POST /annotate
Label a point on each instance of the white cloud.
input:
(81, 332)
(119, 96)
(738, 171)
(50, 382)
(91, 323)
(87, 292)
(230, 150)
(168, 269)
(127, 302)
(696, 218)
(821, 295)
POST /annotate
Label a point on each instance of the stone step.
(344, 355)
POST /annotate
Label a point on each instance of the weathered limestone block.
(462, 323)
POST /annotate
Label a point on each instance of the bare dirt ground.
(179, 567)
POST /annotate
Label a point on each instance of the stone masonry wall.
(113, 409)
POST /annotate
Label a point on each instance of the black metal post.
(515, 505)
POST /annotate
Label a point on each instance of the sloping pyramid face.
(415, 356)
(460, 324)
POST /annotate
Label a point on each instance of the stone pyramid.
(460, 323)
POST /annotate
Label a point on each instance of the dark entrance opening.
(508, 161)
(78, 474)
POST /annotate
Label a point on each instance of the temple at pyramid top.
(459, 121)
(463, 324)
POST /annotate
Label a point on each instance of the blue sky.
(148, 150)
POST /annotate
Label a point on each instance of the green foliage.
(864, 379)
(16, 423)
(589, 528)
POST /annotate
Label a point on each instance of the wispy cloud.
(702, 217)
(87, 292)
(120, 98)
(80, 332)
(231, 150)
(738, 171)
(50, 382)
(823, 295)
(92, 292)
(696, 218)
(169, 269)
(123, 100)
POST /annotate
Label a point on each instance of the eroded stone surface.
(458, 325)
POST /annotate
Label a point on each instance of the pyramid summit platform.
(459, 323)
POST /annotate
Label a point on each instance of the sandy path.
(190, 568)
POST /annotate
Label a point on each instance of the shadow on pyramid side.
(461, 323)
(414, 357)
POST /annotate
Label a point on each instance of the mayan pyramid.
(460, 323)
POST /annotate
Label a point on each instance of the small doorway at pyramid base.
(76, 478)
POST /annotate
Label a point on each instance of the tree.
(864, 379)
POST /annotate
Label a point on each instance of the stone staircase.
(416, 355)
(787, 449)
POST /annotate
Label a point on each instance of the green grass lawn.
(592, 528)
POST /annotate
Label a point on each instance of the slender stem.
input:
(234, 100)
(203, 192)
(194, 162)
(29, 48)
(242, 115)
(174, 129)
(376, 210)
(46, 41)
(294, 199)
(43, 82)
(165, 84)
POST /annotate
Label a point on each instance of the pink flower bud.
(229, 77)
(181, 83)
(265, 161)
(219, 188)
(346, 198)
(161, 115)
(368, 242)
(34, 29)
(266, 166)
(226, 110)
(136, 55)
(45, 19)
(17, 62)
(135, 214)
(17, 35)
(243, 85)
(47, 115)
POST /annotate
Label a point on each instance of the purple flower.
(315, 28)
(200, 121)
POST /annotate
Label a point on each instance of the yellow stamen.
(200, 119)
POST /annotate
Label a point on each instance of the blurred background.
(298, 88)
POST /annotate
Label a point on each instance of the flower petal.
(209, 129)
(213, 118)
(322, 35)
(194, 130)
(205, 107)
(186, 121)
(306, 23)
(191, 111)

____________________

[Exercise goal] Everything above, from first entry to last, must be reproduced exactly.

[Exercise output]
POST /annotate
Label a point on each instance of the white cloud.
input:
(81, 332)
(119, 96)
(738, 171)
(50, 382)
(91, 323)
(87, 292)
(230, 150)
(168, 269)
(127, 302)
(696, 218)
(821, 295)
POST /annotate
Label a point on each instance of the stone step.
(344, 355)
POST /annotate
Label a point on each instance of the weathered limestone block.
(462, 323)
POST /annotate
Label a point on each instance of the bare dirt ground.
(179, 567)
POST /annotate
Label a point on each instance of the stone masonry wall.
(113, 409)
POST /annotate
Label a point on each instance of the black metal post.
(515, 505)
POST /annotate
Label a point on each instance of the sloping pyramid face.
(415, 356)
(460, 324)
POST /annotate
Label a point on each instance of the stone pyramid.
(460, 323)
POST /annotate
Label a point on each instance of the dark entrance opening.
(508, 161)
(78, 474)
POST /annotate
Label a point on each instance of the temple at pyramid top.
(459, 121)
(463, 324)
POST /annotate
Label a point on each instance of the blue sky.
(148, 150)
POST /annotate
Label a point on each instance of the green foliage.
(864, 379)
(16, 423)
(589, 528)
POST /annotate
Label a point on each instance of the wispy cloud.
(702, 217)
(87, 292)
(120, 98)
(80, 332)
(231, 150)
(738, 171)
(50, 382)
(823, 295)
(92, 292)
(696, 218)
(169, 269)
(123, 100)
POST /annotate
Label a point on each instance of the eroded stone surface.
(458, 325)
POST /annotate
Label a point on each instance of the pyramid summit platform.
(459, 323)
POST /annotate
Label a point on each instance of the sandy path.
(190, 568)
POST /annotate
Label a point on each instance of the shadow on pyramid side.
(461, 323)
(414, 357)
POST /annotate
Label a point on each instance of the mayan pyramid.
(460, 323)
POST /annotate
Label a point on each instance of the small doorway at pyramid base.
(76, 478)
POST /annotate
Label a point on each instance of the tree.
(864, 379)
POST /annotate
Label a point on each instance of the stone staircase.
(416, 355)
(787, 449)
POST /annotate
Label a point on each instance of the green grass lawn.
(592, 528)
POST /annotate
Label a point on each instance of the slender stem.
input:
(234, 100)
(203, 192)
(194, 162)
(29, 48)
(242, 115)
(174, 129)
(376, 210)
(46, 41)
(294, 199)
(43, 82)
(165, 84)
POST /annotate
Label a point on each instance of the pink flower bud.
(229, 77)
(181, 83)
(265, 161)
(219, 188)
(346, 198)
(161, 115)
(368, 242)
(34, 29)
(266, 166)
(226, 110)
(136, 55)
(45, 19)
(17, 62)
(135, 214)
(17, 35)
(243, 85)
(47, 115)
POST /annotate
Label a point on each instance of the purple flower.
(315, 28)
(200, 121)
POST /annotate
Label a point on each instance of the yellow stamen.
(200, 119)
POST /annotate
Label a point on each instance of the blurred background.
(298, 88)
POST /annotate
Label a point on each instance of the flower petal.
(209, 129)
(213, 118)
(322, 35)
(194, 130)
(205, 107)
(186, 121)
(306, 23)
(191, 111)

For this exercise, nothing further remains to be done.